Instructions to follow –
The line that contains "Where can the copper" and all lines following it to the end of the data below: set these down exactly, and nothing besides.

* * *

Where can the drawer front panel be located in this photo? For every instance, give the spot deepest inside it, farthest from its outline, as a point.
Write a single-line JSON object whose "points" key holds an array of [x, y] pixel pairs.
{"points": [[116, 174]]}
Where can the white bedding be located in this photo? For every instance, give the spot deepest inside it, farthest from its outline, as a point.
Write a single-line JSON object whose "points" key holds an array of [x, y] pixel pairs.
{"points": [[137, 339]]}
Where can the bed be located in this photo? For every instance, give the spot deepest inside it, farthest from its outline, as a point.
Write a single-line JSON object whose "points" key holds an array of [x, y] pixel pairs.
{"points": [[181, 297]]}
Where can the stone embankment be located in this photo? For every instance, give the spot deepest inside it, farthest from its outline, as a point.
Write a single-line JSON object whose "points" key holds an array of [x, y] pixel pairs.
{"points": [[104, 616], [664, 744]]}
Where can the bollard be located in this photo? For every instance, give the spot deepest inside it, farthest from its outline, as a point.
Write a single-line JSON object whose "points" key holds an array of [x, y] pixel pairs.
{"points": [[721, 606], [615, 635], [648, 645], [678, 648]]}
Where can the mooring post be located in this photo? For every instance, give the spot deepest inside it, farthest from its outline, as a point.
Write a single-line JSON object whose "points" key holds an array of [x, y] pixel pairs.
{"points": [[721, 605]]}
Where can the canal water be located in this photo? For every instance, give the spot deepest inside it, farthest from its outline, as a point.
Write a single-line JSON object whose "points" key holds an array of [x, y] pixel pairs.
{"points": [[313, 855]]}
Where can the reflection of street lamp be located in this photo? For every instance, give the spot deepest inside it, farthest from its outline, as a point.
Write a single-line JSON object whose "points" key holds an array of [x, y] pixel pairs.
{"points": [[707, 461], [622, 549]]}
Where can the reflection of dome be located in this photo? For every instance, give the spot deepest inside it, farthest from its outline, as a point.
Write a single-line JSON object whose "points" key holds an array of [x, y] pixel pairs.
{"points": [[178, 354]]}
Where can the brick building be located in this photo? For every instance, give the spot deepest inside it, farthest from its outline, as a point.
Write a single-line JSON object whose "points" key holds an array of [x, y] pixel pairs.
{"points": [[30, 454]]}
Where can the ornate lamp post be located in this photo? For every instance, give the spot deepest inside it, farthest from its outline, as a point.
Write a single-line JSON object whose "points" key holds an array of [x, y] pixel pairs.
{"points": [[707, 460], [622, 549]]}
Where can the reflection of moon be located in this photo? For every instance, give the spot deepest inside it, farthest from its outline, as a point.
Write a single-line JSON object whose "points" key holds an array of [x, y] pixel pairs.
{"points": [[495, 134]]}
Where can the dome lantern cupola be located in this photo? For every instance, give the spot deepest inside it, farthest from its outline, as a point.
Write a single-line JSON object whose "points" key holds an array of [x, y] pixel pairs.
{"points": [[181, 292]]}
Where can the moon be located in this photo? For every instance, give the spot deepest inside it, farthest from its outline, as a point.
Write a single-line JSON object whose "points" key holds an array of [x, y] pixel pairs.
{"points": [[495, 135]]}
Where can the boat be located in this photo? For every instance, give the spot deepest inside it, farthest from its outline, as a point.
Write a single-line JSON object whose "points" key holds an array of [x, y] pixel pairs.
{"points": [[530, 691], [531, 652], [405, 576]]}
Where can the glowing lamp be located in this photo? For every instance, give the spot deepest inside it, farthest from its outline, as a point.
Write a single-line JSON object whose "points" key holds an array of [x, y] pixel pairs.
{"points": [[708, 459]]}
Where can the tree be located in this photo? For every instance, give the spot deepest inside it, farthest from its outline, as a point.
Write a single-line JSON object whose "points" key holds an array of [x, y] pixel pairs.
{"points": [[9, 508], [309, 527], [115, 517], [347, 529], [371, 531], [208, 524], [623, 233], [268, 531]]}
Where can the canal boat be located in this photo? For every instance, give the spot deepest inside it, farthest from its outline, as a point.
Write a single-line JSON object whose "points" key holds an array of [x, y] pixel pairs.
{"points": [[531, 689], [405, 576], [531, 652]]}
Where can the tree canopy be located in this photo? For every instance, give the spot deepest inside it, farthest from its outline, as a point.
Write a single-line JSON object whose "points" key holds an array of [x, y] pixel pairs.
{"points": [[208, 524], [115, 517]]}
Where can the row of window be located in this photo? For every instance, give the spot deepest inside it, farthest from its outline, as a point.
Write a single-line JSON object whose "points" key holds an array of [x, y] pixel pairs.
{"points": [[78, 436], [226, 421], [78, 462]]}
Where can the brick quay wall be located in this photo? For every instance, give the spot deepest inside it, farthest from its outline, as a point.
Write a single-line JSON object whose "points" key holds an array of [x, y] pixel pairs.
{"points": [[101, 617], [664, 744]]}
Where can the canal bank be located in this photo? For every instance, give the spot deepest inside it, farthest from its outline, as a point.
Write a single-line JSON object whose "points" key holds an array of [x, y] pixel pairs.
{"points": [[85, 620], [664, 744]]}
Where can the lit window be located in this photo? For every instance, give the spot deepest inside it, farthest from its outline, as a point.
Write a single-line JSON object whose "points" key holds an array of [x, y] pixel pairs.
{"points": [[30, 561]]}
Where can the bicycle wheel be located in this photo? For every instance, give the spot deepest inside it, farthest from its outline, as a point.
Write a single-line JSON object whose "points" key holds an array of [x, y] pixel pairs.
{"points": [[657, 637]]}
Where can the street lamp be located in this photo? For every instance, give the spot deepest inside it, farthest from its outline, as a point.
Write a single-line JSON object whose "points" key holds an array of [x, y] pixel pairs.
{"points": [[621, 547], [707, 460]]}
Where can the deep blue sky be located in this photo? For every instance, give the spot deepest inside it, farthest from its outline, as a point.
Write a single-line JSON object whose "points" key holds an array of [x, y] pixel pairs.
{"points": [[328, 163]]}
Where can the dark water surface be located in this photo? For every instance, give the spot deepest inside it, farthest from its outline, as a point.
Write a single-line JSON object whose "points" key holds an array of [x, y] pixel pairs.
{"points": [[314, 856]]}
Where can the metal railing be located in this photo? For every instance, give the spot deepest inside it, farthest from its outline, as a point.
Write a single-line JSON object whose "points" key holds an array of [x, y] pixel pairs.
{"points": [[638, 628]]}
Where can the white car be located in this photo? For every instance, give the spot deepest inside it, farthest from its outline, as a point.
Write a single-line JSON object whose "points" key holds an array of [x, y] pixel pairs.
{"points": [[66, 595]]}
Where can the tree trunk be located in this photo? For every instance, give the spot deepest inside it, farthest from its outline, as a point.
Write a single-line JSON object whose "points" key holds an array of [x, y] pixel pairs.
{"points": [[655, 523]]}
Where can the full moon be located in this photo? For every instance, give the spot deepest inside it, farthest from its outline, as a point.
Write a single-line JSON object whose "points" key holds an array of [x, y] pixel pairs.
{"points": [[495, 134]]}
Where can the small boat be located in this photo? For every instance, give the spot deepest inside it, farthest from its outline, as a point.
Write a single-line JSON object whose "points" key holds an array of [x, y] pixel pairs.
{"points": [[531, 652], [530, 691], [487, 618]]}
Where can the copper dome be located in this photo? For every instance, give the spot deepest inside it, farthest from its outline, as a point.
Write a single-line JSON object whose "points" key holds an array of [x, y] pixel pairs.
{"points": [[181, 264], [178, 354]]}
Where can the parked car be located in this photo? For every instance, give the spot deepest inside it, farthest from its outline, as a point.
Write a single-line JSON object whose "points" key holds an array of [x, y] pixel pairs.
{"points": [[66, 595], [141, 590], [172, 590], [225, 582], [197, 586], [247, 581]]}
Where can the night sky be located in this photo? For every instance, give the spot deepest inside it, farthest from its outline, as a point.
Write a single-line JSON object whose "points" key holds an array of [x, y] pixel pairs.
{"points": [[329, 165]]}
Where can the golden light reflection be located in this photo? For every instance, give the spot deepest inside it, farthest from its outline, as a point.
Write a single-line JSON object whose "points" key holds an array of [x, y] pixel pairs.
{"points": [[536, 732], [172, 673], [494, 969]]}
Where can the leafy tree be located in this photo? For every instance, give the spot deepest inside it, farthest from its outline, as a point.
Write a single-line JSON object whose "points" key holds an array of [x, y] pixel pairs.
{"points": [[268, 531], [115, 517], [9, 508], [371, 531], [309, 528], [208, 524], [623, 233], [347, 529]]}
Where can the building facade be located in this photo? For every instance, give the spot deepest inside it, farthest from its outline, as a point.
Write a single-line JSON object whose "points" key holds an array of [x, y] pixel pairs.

* * *

Task response –
Where can the copper dome be located in this photo? For every instance, give the spot deepest inside it, farthest from its outline, as a point.
Write a single-line JSON object whose "points" key holds an array of [x, y] pixel pairs.
{"points": [[181, 264], [178, 354]]}
Where can the parked car be located in this photo? For every instance, give the spot deepest inside it, farthest from its outline, as a point.
Write a single-line JSON object whose "points" key holds an array of [x, y] pixel pairs.
{"points": [[66, 595], [141, 590], [172, 590], [225, 582], [197, 586], [247, 581]]}
Where can the night sky be located in this photo? For every instance, give the spot deepest inside it, farthest from its outline, as a point.
Write a single-line JSON object whose "points" key holds an array of [x, y] pixel pairs.
{"points": [[329, 165]]}
Where can the golden light reflection be located in this photo? For every instance, give the spot deepest inside it, farthest from its outline, as a point.
Write a single-line JSON object whose "points" key holds an array of [x, y] pixel pairs.
{"points": [[536, 732], [172, 673], [494, 969]]}
Where can the leafy tree be located in this photo? For every instance, give the spot deepest inside it, farthest from its outline, as a point.
Write a single-line JSON object whose "points" key holds an array of [x, y] pixel pairs.
{"points": [[268, 531], [115, 517], [9, 508], [371, 531], [309, 528], [208, 524], [623, 233], [347, 529]]}
Where can the building facade be located in this photo? For every instance, give the spot deepest inside it, farthest from its outline, as a point.
Write a single-line JSON object whose "points" key holds an array of [x, y] pixel pairs.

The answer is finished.